__Directions__:
**a.** In the text on nebulizers and glycopyrrolate, rewrite the stretch from "Pharmacology of glycopyrrolate" through "in Figure 2.", swapping "antimuscarinic" for "anticholinergic".
**b.** According to the text on nebulizers and glycopyrrolate, what was the mean MMAD of the eFlow® CS system for both strengths tested?
**c.** Decide whether each statement agrees with the text on nebulizers and glycopyrrolate. Answer yes or no for each, and quote the words from the text that decide it.
(i) Particles bigger than 5 μm usually reach the alveoli.
(ii) Increasing the volume fill lengthens nebulization time.
(iii) The eFlow® CS device has to be disassembled and cleaned after each use.

__Text block__:
——
Fundamental for the destiny of an aerosolized particle is its aerodynamic diameter, determined by geometrical diameter, density, and form.52 Only particles with a diameter between 5 and 0.5 μm can reach and stay in the lung: bigger particles impact on upper airways’ mucosa, while smaller ones usually reach alveoli but are also exhaled away since they fail to lay on the epithelium.52,53 The mass median aerodynamic diameter (MMAD), geometric standard deviation (GSD), and fine particle fraction (FPF, %, <5 μm) of the eFlow® CS system have values independent of formulation strength. For both strengths tested, the mean MMAD was 3.7 μm, the mean GSD was 1.7, and the mean FPF was 72%. As expected in tidal breathing conditions, aerosol is expelled to waste during the exhalation phase. Compared to general purpose nebulizers, which can nebulize different drugs, to avoid incorrect dosing of the medication, the eFlow® CS uses a unique ready-to-use unit-dose vial, designed to mitigate misuse and ensure dose uniformity.3,52,54 The device requires to be disassembled and cleaned after each use to prevent clogging of the mesh openings. At the time of this review, the eFlow® system used for cystic fibrosis is being sold for $800–1,000.51

Traditional nebulization route has some limits indeed, especially in regard to the output variation between different nebulizers of the same type. In fact, factors affecting nebulizer output are inextricably linked with those affecting particle size and nebulization time.55 Output can be diminished if the jet is blocked with dirt or drug crystals. Repeated uses may increase the diameter of the air orifice thus increasing the mean diameter of the droplets generated and reducing the air speed. This aging may be due to mechanical wear from the compressed air source or to excessive cleaning. Nebulizers designed to deliver small particles may have increased residual volume, decreasing drug output and increasing recirculation of the nebulizer solution, thus lengthening nebulization time. Increasing the volume fill improves drug output but lengthens nebulization time. Increasing driving gas flow rate may help, but for home use a higher performance compressor may be needed.56 Another disadvantage is represented by the need of the end-user to load the medication prior to each administration.57

Despite some drawbacks associated with nebulizers, current evidence suggests that the efficacy of treatments administered to patients with moderate-to-severe COPD via nebulizers is similar to that observed with pMDIs and DPIs.20–23 Furthermore, for some patients, the use of both a nebulizer as maintenance therapy and a handheld inhaler as rescue medication may provide the best combination of efficacy and convenience.

Pharmacology of glycopyrrolate via nebulizer

Chemistry and pharmacokinetics

Glycopyrronium, the active moiety of its bromide salt, also known as glycopyrrolate, is an antimuscarinic drug that was initially approved by the FDA for systemic administration for the reduction of sialorrhea due to preoperative stages, neuromuscular, and drug-related diseases58,59 and due to the property of reducing gastric secretions, as a treatment for peptic ulcer.60 It is a quaternary ammonium derivative – (1,1-dimethylpyrrolidin-1-ium-3-yl) 2-cyclopentyl-2-hydroxy-2-phenylacetatethat61 – with a peripheral effect similar to atropine. The chemical structure of GB is reported in Figure 2.
——
__Provided material__:
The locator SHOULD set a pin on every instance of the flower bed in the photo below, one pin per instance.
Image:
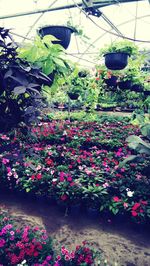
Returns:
(33, 247)
(77, 162)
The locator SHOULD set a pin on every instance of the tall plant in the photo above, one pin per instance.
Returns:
(20, 86)
(47, 56)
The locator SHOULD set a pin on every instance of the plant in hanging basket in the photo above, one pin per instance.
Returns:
(116, 55)
(83, 73)
(137, 87)
(20, 86)
(112, 81)
(47, 56)
(73, 95)
(62, 34)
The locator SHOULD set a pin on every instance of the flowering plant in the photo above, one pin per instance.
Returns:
(83, 255)
(18, 244)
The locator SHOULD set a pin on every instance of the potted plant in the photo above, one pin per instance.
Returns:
(48, 56)
(83, 73)
(106, 76)
(116, 55)
(138, 83)
(125, 79)
(20, 86)
(74, 93)
(61, 33)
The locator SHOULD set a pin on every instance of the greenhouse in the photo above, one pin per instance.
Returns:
(75, 133)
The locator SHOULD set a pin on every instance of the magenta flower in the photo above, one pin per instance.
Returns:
(2, 242)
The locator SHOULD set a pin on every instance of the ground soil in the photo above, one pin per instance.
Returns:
(122, 241)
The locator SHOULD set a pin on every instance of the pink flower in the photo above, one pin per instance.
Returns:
(125, 205)
(39, 176)
(64, 197)
(134, 213)
(116, 199)
(5, 161)
(69, 178)
(12, 233)
(2, 242)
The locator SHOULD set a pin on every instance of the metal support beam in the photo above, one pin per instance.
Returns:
(97, 4)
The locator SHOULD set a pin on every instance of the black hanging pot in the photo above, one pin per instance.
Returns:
(137, 88)
(82, 74)
(146, 93)
(62, 33)
(116, 61)
(73, 96)
(125, 85)
(111, 82)
(51, 77)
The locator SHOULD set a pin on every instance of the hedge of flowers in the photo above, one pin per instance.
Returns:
(77, 162)
(33, 247)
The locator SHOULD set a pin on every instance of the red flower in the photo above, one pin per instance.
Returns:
(39, 176)
(144, 202)
(136, 206)
(32, 177)
(134, 213)
(64, 197)
(49, 162)
(116, 199)
(69, 178)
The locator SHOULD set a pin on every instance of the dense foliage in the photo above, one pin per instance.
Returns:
(78, 162)
(20, 86)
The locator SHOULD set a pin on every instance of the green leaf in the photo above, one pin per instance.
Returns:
(19, 90)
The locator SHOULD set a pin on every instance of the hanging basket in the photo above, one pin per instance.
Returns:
(82, 74)
(62, 33)
(73, 96)
(146, 93)
(116, 61)
(51, 76)
(111, 82)
(137, 88)
(125, 85)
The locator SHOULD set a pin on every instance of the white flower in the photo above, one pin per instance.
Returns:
(130, 193)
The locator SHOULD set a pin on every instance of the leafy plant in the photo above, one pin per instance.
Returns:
(142, 147)
(21, 83)
(123, 46)
(47, 56)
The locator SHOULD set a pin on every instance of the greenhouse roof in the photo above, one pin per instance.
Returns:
(99, 22)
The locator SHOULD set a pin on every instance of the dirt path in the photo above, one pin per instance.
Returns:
(120, 242)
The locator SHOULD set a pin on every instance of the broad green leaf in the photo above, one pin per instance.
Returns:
(19, 90)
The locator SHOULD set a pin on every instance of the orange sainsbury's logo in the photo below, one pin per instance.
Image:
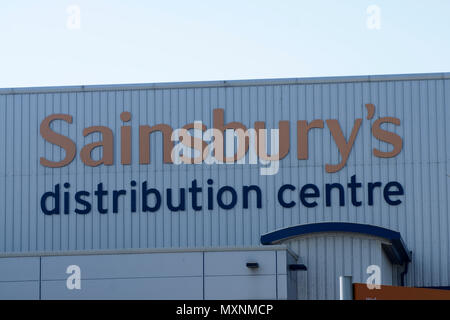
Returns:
——
__Answer list__:
**a.**
Pharmacology of glycopyrrolate via nebulizer

Chemistry and pharmacokinetics

Glycopyrronium, the active moiety of its bromide salt, also known as glycopyrrolate, is an anticholinergic drug that was initially approved by the FDA for systemic administration for the reduction of sialorrhea due to preoperative stages, neuromuscular, and drug-related diseases58,59 and due to the property of reducing gastric secretions, as a treatment for peptic ulcer.60 It is a quaternary ammonium derivative – (1,1-dimethylpyrrolidin-1-ium-3-yl) 2-cyclopentyl-2-hydroxy-2-phenylacetatethat61 – with a peripheral effect similar to atropine. The chemical structure of GB is reported in Figure 2.

**b.** 3.7 μm

**c.**
(i) No: "bigger particles impact on upper airways’ mucosa"
(ii) Yes: "Increasing the volume fill improves drug output but lengthens nebulization time."
(iii) Yes: "The device requires to be disassembled and cleaned after each use"